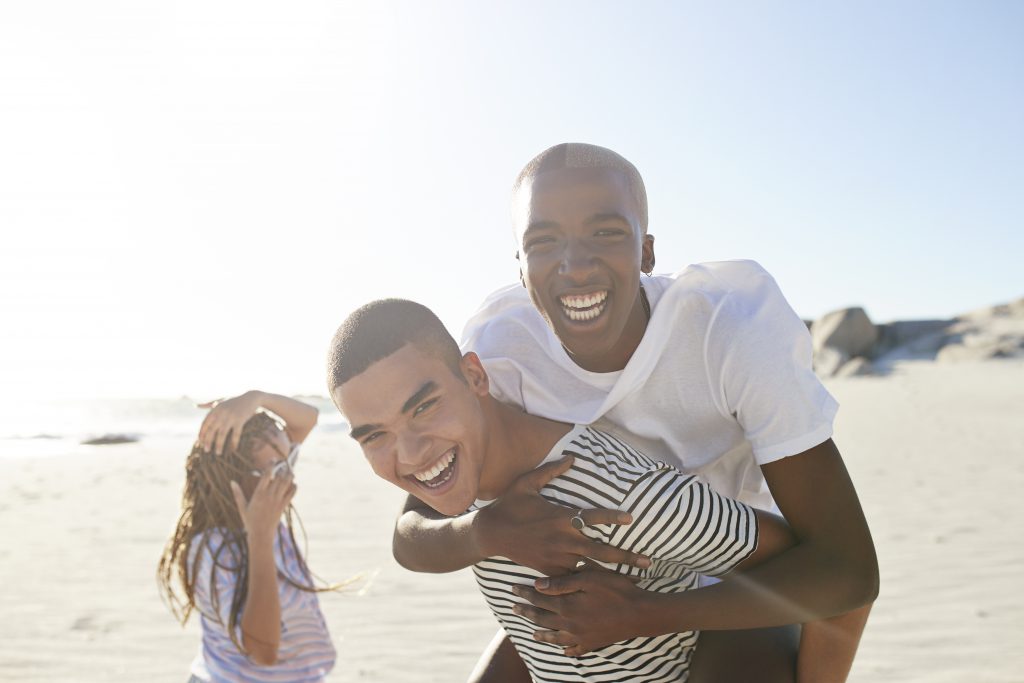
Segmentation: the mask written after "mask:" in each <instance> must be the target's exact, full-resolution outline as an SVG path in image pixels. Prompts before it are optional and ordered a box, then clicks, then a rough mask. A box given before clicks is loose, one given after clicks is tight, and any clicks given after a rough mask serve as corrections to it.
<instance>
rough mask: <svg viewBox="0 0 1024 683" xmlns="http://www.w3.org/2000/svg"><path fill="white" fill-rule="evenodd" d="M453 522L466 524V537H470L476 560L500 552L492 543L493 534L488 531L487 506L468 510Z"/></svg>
mask: <svg viewBox="0 0 1024 683" xmlns="http://www.w3.org/2000/svg"><path fill="white" fill-rule="evenodd" d="M453 523H454V524H460V523H461V524H465V525H466V537H467V538H468V539H469V545H470V547H471V548H472V552H473V557H475V558H476V561H479V560H484V559H486V558H488V557H494V556H495V555H498V554H499V553H498V552H497V551H495V550H494V548H493V547H492V545H490V542H492V541H493V539H492V535H489V533H487V532H486V528H485V524H486V508H480V509H479V510H474V511H472V512H467V513H466V514H464V515H462V516H461V517H459V518H457V519H455V520H453Z"/></svg>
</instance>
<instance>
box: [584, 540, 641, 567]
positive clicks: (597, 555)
mask: <svg viewBox="0 0 1024 683" xmlns="http://www.w3.org/2000/svg"><path fill="white" fill-rule="evenodd" d="M581 554H582V555H584V558H583V561H584V562H588V561H589V560H597V561H598V562H603V563H605V564H628V565H630V566H634V567H638V568H640V569H646V568H647V567H649V566H650V558H649V557H647V556H645V555H641V554H639V553H634V552H631V551H629V550H624V549H623V548H616V547H615V546H609V545H608V544H606V543H599V542H596V541H595V542H592V543H591V544H590V547H588V548H587V549H586V550H584V551H583V552H582V553H581ZM593 566H595V567H598V568H601V569H604V570H606V571H610V569H606V568H605V567H603V566H601V565H600V564H596V563H594V564H593Z"/></svg>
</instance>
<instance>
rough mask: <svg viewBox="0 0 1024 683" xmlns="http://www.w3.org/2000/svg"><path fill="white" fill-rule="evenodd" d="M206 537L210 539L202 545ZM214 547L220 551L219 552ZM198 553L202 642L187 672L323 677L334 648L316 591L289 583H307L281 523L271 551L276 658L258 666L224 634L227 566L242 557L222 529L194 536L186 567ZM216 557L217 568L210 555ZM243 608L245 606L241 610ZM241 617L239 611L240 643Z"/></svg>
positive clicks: (228, 579) (314, 681) (302, 570)
mask: <svg viewBox="0 0 1024 683" xmlns="http://www.w3.org/2000/svg"><path fill="white" fill-rule="evenodd" d="M204 538H206V539H207V540H208V541H209V543H203V540H204ZM218 548H219V549H220V551H219V553H218ZM198 552H202V555H201V557H200V564H199V569H198V571H199V573H198V575H197V581H196V596H195V597H196V607H197V609H198V611H199V612H200V623H201V626H202V629H203V642H202V644H201V646H200V651H199V654H197V655H196V658H195V659H194V660H193V665H191V674H193V676H195V677H196V678H198V679H200V680H201V681H214V682H217V683H220V682H221V681H224V682H227V681H231V682H234V681H247V682H249V681H252V682H254V683H285V682H286V681H287V682H288V683H300V682H302V683H314V682H318V681H323V680H324V678H325V677H326V676H327V674H328V673H329V672H330V671H331V670H332V669H333V668H334V661H335V649H334V644H333V643H332V642H331V636H330V634H329V633H328V630H327V623H326V622H325V621H324V614H323V613H322V612H321V608H319V600H318V599H317V597H316V594H315V593H310V592H308V591H302V590H299V589H297V588H295V587H294V586H292V585H291V584H289V583H288V582H287V581H285V579H284V577H290V578H291V579H292V580H293V581H295V582H296V583H298V584H302V585H304V586H308V585H310V583H311V580H310V578H309V574H308V572H306V571H304V570H303V567H302V564H301V562H300V561H299V551H298V549H297V548H296V547H295V545H294V544H293V543H292V540H291V538H290V537H289V535H288V531H287V529H286V528H285V526H284V524H281V525H279V526H278V537H276V539H275V540H274V544H273V555H274V559H275V562H276V565H278V592H279V595H280V598H281V645H280V646H279V648H278V661H276V663H275V664H274V665H272V666H270V667H261V666H259V665H257V664H255V663H253V661H252V660H251V659H249V657H247V656H246V655H245V654H243V653H242V652H240V651H239V650H238V648H237V647H236V646H234V643H232V642H231V638H230V636H229V635H228V631H227V625H228V616H229V614H230V610H231V600H232V599H233V597H234V589H236V579H234V573H233V572H232V571H231V570H230V569H231V567H236V566H238V562H239V559H240V555H239V552H238V548H237V547H236V546H234V545H233V544H228V543H224V536H223V532H222V530H221V529H210V530H208V531H206V533H205V535H204V537H197V538H195V539H193V542H191V547H190V548H189V549H188V566H189V567H191V566H193V562H194V560H195V558H196V553H198ZM215 556H216V558H217V562H216V566H215V564H214V561H213V559H214V557H215ZM213 585H216V587H217V591H218V596H219V600H218V605H217V606H216V607H215V605H214V604H213V600H212V596H211V586H213ZM244 611H245V608H244V607H243V612H244ZM241 622H242V615H241V613H240V615H239V627H237V628H238V630H239V641H240V642H241V641H242V633H241Z"/></svg>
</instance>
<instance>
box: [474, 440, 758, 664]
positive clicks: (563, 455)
mask: <svg viewBox="0 0 1024 683" xmlns="http://www.w3.org/2000/svg"><path fill="white" fill-rule="evenodd" d="M568 455H571V456H573V457H574V460H573V463H572V467H571V468H570V469H569V470H568V471H567V472H565V473H564V474H562V475H560V476H558V477H556V478H555V479H552V480H551V482H550V483H548V485H547V486H545V487H544V488H542V489H541V496H543V497H544V498H546V499H547V500H549V501H551V502H553V503H557V504H559V505H564V506H566V507H568V508H571V509H573V510H574V509H579V508H611V509H617V510H624V511H627V512H629V513H630V514H632V515H633V523H632V524H629V525H625V526H618V525H593V526H587V527H586V528H585V529H584V530H583V532H584V533H585V535H586V536H587V537H589V538H591V539H595V540H598V541H601V542H603V543H606V544H608V545H611V546H617V547H620V548H625V549H627V550H631V551H633V552H636V553H641V554H643V555H646V556H647V557H649V558H650V559H651V565H650V566H649V567H648V568H646V569H639V568H636V567H631V566H627V565H612V564H606V565H605V566H606V567H607V568H609V569H613V570H614V571H617V572H620V573H624V574H629V575H633V577H640V579H641V581H640V582H639V583H638V584H637V586H639V587H640V588H642V589H644V590H647V591H655V592H658V593H678V592H681V591H685V590H689V589H692V588H695V587H696V585H697V574H698V573H700V574H709V575H721V574H724V573H726V572H728V571H729V570H730V569H732V568H733V567H735V566H736V565H737V564H738V563H739V562H740V561H742V560H743V559H744V558H746V557H748V556H749V555H750V554H751V553H752V552H754V549H755V548H756V547H757V538H758V524H757V517H756V516H755V514H754V510H753V509H752V508H750V507H748V506H746V505H743V504H742V503H737V502H735V501H732V500H729V499H727V498H723V497H722V496H719V495H718V494H716V493H715V492H714V490H712V489H711V488H710V487H709V486H708V485H707V484H706V483H703V482H702V481H700V480H699V479H697V478H696V477H694V476H693V475H687V474H683V473H682V472H680V471H679V470H676V469H674V468H672V467H669V466H668V465H665V464H664V463H658V462H655V461H653V460H651V459H649V458H647V457H646V456H644V455H642V454H640V453H638V452H637V451H635V450H633V449H631V447H630V446H629V445H627V444H626V443H624V442H623V441H621V440H618V439H617V438H615V437H614V436H611V435H610V434H607V433H604V432H600V431H597V430H595V429H592V428H590V427H582V426H575V427H573V428H572V429H571V430H570V431H569V432H568V433H567V434H566V435H565V436H564V437H563V438H562V439H560V440H559V442H558V443H557V444H556V445H555V446H554V449H552V451H551V453H550V454H549V455H548V457H547V458H546V459H545V461H544V462H545V463H547V462H551V461H553V460H557V459H560V458H562V457H563V456H568ZM542 464H543V463H542ZM485 504H486V503H485V502H482V501H478V502H477V506H475V507H479V506H481V505H485ZM568 514H571V513H569V512H566V515H568ZM473 571H474V572H475V574H476V581H477V584H478V585H479V587H480V591H482V593H483V596H484V598H485V599H486V601H487V604H488V605H489V606H490V609H492V611H494V613H495V616H497V617H498V621H499V622H500V623H501V625H502V627H503V628H504V629H505V631H506V632H507V633H508V634H509V637H510V639H511V640H512V642H513V644H514V645H515V647H516V649H517V650H518V652H519V655H520V656H521V657H522V659H523V661H525V663H526V667H527V668H528V669H529V672H530V675H531V676H532V677H534V680H535V681H538V682H544V681H588V682H600V681H607V682H609V683H610V682H614V683H618V682H623V681H630V682H631V683H654V682H657V681H673V682H677V681H685V680H686V678H687V672H688V667H689V660H690V657H691V656H692V654H693V649H694V646H695V645H696V641H697V633H696V632H694V631H687V632H685V633H670V634H666V635H662V636H656V637H653V638H633V639H631V640H626V641H623V642H618V643H614V644H612V645H608V646H607V647H603V648H601V649H598V650H595V651H593V652H590V653H588V654H585V655H583V656H581V657H570V656H566V655H565V654H564V653H563V652H562V647H561V646H558V645H552V644H549V643H542V642H538V641H536V640H534V631H536V630H537V629H538V627H537V625H536V624H534V623H532V622H530V621H529V620H527V618H525V617H523V616H518V615H516V614H515V613H513V611H512V606H513V605H514V604H516V603H522V602H524V601H523V600H521V599H520V598H518V597H516V596H515V595H514V594H513V593H512V587H513V586H517V585H532V583H534V580H536V579H537V578H539V577H541V575H542V574H540V573H539V572H537V571H535V570H532V569H529V568H527V567H524V566H521V565H519V564H516V563H514V562H512V561H511V560H508V559H506V558H504V557H492V558H488V559H486V560H483V561H482V562H479V563H477V564H476V565H475V566H474V567H473Z"/></svg>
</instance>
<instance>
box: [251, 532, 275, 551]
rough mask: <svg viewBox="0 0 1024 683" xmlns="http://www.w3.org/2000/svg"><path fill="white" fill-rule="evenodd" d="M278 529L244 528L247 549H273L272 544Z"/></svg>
mask: <svg viewBox="0 0 1024 683" xmlns="http://www.w3.org/2000/svg"><path fill="white" fill-rule="evenodd" d="M276 530H278V527H276V526H273V527H270V528H259V529H253V528H246V540H247V541H248V542H249V548H250V550H252V549H253V548H271V549H272V548H273V542H274V539H275V537H276Z"/></svg>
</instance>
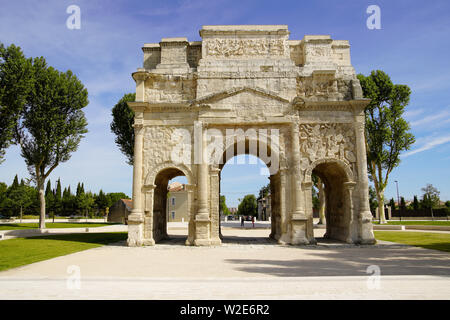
========
▶ Request: Copy each line above that contains the string "positive", matching upper and lower case exactly.

▶ Answer below:
positive clicks: (597, 555)
positive clicks: (228, 579) (314, 681) (302, 570)
positive clicks: (563, 455)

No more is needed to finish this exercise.